Instructions to follow:
The response must restate the data exactly, with nothing left out.

(Data items)
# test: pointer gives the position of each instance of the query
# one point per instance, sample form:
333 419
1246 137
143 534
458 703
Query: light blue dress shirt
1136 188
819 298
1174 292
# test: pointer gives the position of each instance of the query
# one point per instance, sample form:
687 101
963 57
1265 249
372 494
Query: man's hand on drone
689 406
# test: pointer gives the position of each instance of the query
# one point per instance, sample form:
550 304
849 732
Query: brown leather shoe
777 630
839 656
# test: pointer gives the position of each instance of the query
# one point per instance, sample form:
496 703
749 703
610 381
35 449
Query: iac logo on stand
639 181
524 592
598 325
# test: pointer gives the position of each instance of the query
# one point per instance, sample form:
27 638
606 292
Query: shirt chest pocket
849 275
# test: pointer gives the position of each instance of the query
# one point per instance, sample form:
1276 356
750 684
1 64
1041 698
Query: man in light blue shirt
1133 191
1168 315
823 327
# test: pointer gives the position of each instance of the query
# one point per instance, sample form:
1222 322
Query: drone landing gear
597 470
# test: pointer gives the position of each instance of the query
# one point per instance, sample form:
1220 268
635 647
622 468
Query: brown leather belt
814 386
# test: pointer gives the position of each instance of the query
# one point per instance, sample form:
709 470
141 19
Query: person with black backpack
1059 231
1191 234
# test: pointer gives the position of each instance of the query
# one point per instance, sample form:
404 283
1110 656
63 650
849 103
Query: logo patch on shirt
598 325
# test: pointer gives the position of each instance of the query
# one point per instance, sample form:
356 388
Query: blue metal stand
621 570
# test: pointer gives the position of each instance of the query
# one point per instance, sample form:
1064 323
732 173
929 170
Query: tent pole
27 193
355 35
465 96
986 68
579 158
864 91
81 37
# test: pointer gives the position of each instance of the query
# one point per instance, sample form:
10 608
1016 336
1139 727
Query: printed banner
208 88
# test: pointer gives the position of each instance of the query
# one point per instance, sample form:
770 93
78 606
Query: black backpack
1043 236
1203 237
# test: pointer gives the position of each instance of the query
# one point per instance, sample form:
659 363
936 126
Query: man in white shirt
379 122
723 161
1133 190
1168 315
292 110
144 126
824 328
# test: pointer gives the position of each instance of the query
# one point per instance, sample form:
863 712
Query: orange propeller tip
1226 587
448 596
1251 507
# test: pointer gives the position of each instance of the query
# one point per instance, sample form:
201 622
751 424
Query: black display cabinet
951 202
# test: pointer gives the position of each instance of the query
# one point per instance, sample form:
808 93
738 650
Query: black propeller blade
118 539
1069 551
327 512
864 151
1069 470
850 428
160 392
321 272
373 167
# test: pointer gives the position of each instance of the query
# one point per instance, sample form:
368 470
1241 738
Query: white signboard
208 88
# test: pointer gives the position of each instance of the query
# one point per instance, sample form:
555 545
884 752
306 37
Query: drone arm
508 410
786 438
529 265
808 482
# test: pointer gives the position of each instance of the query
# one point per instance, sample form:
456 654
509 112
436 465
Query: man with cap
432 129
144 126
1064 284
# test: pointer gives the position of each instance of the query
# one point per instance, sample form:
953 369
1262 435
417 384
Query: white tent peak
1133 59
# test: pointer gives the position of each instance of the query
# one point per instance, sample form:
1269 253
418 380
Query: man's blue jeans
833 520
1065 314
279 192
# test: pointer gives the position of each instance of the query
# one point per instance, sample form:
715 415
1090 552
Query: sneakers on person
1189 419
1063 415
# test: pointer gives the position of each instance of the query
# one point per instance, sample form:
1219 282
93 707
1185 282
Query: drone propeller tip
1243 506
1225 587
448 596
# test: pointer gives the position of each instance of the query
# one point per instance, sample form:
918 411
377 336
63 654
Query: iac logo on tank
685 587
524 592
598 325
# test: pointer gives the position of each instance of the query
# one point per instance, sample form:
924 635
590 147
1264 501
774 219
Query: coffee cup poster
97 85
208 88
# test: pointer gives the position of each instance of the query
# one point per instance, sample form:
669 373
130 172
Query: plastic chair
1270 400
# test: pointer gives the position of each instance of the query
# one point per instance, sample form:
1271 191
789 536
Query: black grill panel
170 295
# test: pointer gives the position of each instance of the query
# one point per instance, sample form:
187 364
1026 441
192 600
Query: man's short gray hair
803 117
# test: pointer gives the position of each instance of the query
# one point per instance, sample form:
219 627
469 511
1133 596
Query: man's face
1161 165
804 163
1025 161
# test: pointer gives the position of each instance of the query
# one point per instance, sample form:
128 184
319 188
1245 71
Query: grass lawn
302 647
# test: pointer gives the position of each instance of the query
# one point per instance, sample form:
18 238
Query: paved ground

Response box:
# test: pointer gives the position of each instance of the query
# one point per instance, sample form:
333 419
1246 137
143 534
458 703
Query: light blue dress shirt
1136 188
819 298
1174 292
# test: pointer gives the position of each instance of the query
# one point per instance, sample form:
687 101
963 57
1265 249
372 494
Query: man's hand on drone
689 406
# test: pointer gives the position of each instance of the query
# one point per instance, sample form:
550 304
849 732
Query: brown leather shoe
777 630
839 656
# test: pointer gives the position of each instance of the query
# one point per instance, sample form:
496 703
749 703
610 381
35 449
Query: iac logo on stand
639 181
524 592
598 325
# test: pointer gives the position of each instance of the query
# one point per instance, sample form:
27 638
606 292
Query: shirt chest pocket
849 275
# test: pointer gives the position of each instance of the query
# one point per instance, sample form:
1276 356
750 684
1 64
1041 698
Query: man in light blue shirt
1133 191
1168 315
823 327
# test: pointer gives the position of each instance of the query
# one point per instance, sample form:
1222 322
Query: drone landing gear
597 470
# test: pointer gives the position of each instance of the query
# one point per instance, sample form:
1220 268
635 647
622 468
Query: brown leather belt
814 386
# test: pointer gives the position of each instance of the query
# one point per instance, sample form:
709 470
141 19
Query: person with black backpack
1059 231
1191 234
# test: pointer gives the position of each instance of the query
# one point per instance, sample form:
404 283
1110 656
63 650
849 103
Query: logo patch on shirt
598 325
# test: pointer gives the position of each instance of the query
# one point per instance, sample form:
356 388
Query: blue metal stand
621 570
# test: pointer gives the position of each instance of the query
# one point per instance, sample form:
1064 323
732 173
929 170
Query: tent pole
27 193
355 35
465 96
986 68
579 158
864 91
81 37
# test: pointer gives the position of each instance of the query
# one point per instance, sample form:
10 608
1016 336
1139 727
Query: printed banner
208 88
# test: pointer gives the position of each instance of the query
# one point per instance, sample form:
770 93
78 606
Query: black backpack
1043 236
1203 237
# test: pointer gives the position of each instance of the query
# one point per instance, sample form:
659 363
936 126
Query: man in white shirt
379 122
723 161
1133 190
1168 315
292 110
144 126
824 328
# test: pointer gives the position of each instance of the query
# one point per instance, sample form:
863 712
Query: orange propeller tip
1226 587
448 596
1251 507
# test: pointer gives the position of each instance of the query
# one point per instance, sample form:
201 622
751 424
Query: black display cabinet
951 202
# test: pointer gives the position of each instance of the query
# one point per instance, sample form:
808 93
738 650
Query: black propeller blade
118 539
1069 551
327 512
864 151
1069 470
850 428
160 392
321 272
373 167
# test: pointer gives the position of each instance of the query
# one point per instance, sample form:
368 470
1241 738
Query: white signboard
208 88
# test: pointer gives the position of each instance of the query
# one point per instance, sample form:
555 545
884 752
306 37
Query: drone arm
508 410
786 438
529 265
808 482
# test: pointer gives the position of each instance of the query
# one point per instance, sample form:
456 654
509 112
436 465
Query: man with cap
432 129
144 126
1064 284
# test: pointer gives the position of each instance of the query
# one point per instance, sample form:
953 369
1262 435
417 384
Query: white tent peak
1133 59
# test: pointer gives the position of each instance of the query
# one point per instance, sample form:
1269 253
418 380
Query: man's blue jeans
833 520
1065 314
279 192
# test: pointer gives the position of each instance of the query
# one point per instance, sample form:
715 415
1090 552
Query: sneakers on person
1189 419
1063 415
# test: pointer gives the position of each instance of the query
# one point per instance, sample form:
1219 282
93 707
1185 282
Query: drone propeller tip
1243 506
1225 587
448 596
# test: pointer gives the position of each instance of the query
# one point per instance, sample form:
918 411
377 336
63 654
Query: iac logo on tank
685 587
524 592
598 325
# test: pointer gives the position of each instance of the query
# one point per instance, sample form:
924 635
590 147
1264 501
774 219
Query: coffee cup poster
97 85
208 88
# test: pointer gives the position of each instance of the query
# one point per instance, sample form:
669 373
130 172
Query: plastic chair
1270 400
# test: pointer gives the position of each instance of the query
# one point per instance, sample form:
1271 191
789 536
Query: black grill panel
170 295
# test: pointer gives the position of each instance of the query
# one point per instance, sample form:
187 364
1026 441
192 600
Query: man's short gray hair
803 117
# test: pointer gives the position of each instance of the query
# one point per instance, sample form:
219 627
469 511
1133 596
Query: man's face
1161 165
804 163
1025 161
# test: pointer gives the position of each instance of the query
# one point per instance, sample form:
128 184
319 188
1245 71
Query: grass lawn
302 647
# test: pointer gives the position of each instance of the query
# one point per instance, sample form:
18 238
Query: paved ground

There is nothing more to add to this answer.